▸ TASK PROMPT: Word for word, please restate each record and pass over the pictures.

▸ WORKING DATA:
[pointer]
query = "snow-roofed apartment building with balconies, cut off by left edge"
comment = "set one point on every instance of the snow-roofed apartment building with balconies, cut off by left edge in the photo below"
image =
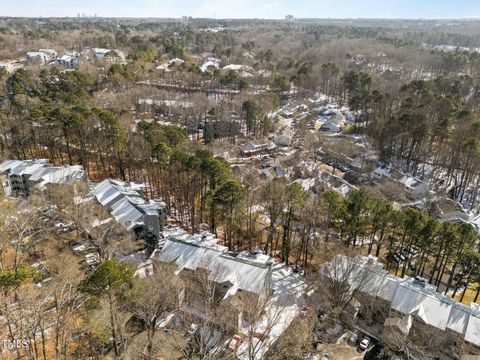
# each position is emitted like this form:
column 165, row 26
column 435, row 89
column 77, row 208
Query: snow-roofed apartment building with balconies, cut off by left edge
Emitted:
column 22, row 177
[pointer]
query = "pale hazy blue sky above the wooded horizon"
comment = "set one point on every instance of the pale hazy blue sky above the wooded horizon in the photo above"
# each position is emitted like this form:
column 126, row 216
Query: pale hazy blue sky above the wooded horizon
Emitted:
column 246, row 8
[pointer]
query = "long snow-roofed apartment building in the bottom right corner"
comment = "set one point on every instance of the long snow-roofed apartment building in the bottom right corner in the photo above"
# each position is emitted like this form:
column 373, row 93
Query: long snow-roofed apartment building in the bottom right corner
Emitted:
column 406, row 297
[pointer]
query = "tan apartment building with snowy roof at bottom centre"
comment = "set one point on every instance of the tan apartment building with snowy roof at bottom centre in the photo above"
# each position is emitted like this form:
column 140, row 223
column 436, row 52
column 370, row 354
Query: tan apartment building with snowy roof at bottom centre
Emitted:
column 238, row 279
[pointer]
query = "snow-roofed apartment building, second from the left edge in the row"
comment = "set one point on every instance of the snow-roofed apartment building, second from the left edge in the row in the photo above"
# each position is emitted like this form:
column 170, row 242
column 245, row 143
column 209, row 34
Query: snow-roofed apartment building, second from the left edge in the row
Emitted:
column 126, row 203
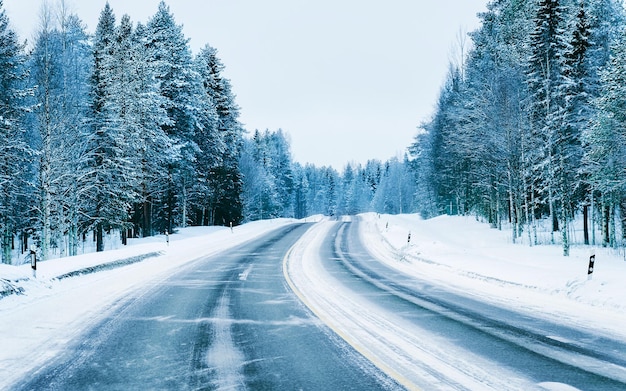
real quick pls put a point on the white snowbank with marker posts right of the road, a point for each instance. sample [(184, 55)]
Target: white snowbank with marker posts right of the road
[(464, 254)]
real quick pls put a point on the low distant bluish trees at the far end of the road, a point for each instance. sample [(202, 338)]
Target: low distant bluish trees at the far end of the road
[(276, 186)]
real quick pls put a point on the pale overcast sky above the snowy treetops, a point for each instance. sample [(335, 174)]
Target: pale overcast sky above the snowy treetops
[(347, 80)]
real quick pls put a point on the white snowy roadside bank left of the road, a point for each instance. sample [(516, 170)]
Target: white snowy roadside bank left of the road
[(38, 324)]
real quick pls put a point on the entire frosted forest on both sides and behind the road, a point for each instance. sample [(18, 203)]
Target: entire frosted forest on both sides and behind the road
[(126, 131)]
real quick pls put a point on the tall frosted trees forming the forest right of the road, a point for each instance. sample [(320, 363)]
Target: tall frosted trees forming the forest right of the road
[(531, 125)]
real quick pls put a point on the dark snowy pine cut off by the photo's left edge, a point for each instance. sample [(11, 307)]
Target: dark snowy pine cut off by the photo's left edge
[(15, 153)]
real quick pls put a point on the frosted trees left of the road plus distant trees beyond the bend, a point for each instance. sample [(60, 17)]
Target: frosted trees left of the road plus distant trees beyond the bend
[(126, 131)]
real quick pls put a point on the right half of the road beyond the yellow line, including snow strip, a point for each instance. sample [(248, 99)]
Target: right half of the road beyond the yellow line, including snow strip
[(430, 338)]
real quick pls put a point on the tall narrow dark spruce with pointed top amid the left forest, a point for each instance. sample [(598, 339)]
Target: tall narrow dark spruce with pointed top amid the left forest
[(112, 181)]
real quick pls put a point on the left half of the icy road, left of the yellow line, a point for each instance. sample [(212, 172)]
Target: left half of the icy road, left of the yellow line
[(224, 322)]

▸ EXERCISE ANSWER:
[pointer]
query = "snow-roofed apartment building with balconies, cut off by left edge"
comment = "set one point on every instance of the snow-roofed apartment building with balconies, cut off by left edge in the photo below"
image =
# each position is emitted like this form:
column 165, row 26
column 435, row 89
column 77, row 208
Query: snow-roofed apartment building with balconies, cut off by left edge
Emitted:
column 22, row 177
[pointer]
query = "pale hazy blue sky above the wooded horizon"
comment = "set one point on every instance of the pale hazy blue sky above the wooded horizon in the photo above"
# each position is emitted like this form:
column 126, row 216
Query: pale hazy blue sky above the wooded horizon
Emitted:
column 246, row 8
[pointer]
query = "long snow-roofed apartment building in the bottom right corner"
comment = "set one point on every instance of the long snow-roofed apartment building in the bottom right corner in the photo above"
# each position is emitted like this form:
column 373, row 93
Query: long snow-roofed apartment building in the bottom right corner
Emitted:
column 406, row 297
[pointer]
query = "tan apartment building with snowy roof at bottom centre"
comment = "set one point on every instance of the tan apartment building with snowy roof at bottom centre in the photo above"
# each position is emitted like this form:
column 140, row 223
column 436, row 52
column 370, row 354
Query: tan apartment building with snowy roof at bottom centre
Emitted:
column 238, row 279
[pointer]
query = "snow-roofed apartment building, second from the left edge in the row"
comment = "set one point on every instance of the snow-roofed apartment building, second from the left edge in the row in the photo above"
# each position is emitted like this form:
column 170, row 242
column 245, row 143
column 209, row 34
Query: snow-roofed apartment building, second from the left edge in the row
Emitted:
column 126, row 203
real quick pls put a point on the white snowbank with marker posts right of the road, a point for each instance. sample [(184, 55)]
Target: white snowbank with marker posts right of the road
[(464, 254)]
real quick pls put a point on the low distant bluish trees at the far end of the road, a point for each instance. sample [(202, 338)]
Target: low distant bluish trees at the far end of the road
[(276, 186)]
real quick pls put a point on the pale overcast sky above the snowy treetops, a point for each instance. sample [(335, 174)]
Target: pale overcast sky above the snowy treetops
[(347, 80)]
real quick pls put a point on the white snowy roadside bank left of the road, a point for each instance. sample [(516, 170)]
Target: white snowy roadside bank left of the road
[(38, 324)]
real quick pls put a point on the entire frosted forest on both sides and behind the road, a point for each instance. sample [(18, 203)]
Target: entire frosted forest on both sides and behind the road
[(126, 131)]
real quick pls put a point on the tall frosted trees forming the forest right of the road, a point for each instance. sample [(320, 363)]
Target: tall frosted trees forming the forest right of the road
[(531, 125)]
real quick pls put a point on the dark snowy pine cut off by the photo's left edge, a point for each instance. sample [(11, 307)]
Target: dark snowy pine cut off by the photo's left edge
[(15, 153)]
real quick pls put a point on the frosted trees left of the road plus distant trees beyond the bend, a point for each instance. sample [(60, 17)]
Target: frosted trees left of the road plus distant trees beyond the bend
[(126, 131)]
real quick pls put a point on the right half of the road beyond the yellow line, including snow strip, a point for each instance. sample [(248, 99)]
Target: right half of the road beyond the yellow line, including snow strip
[(430, 338)]
real quick pls put a point on the tall narrow dark spruce with pointed top amid the left forest, a point for each instance. sample [(598, 339)]
Target: tall narrow dark spruce with pointed top amid the left forest
[(112, 181)]
real quick pls put a point on the left half of the icy road, left of the yellow line, a point for each instance. sample [(212, 172)]
Target: left half of the icy road, left of the yellow line
[(224, 322)]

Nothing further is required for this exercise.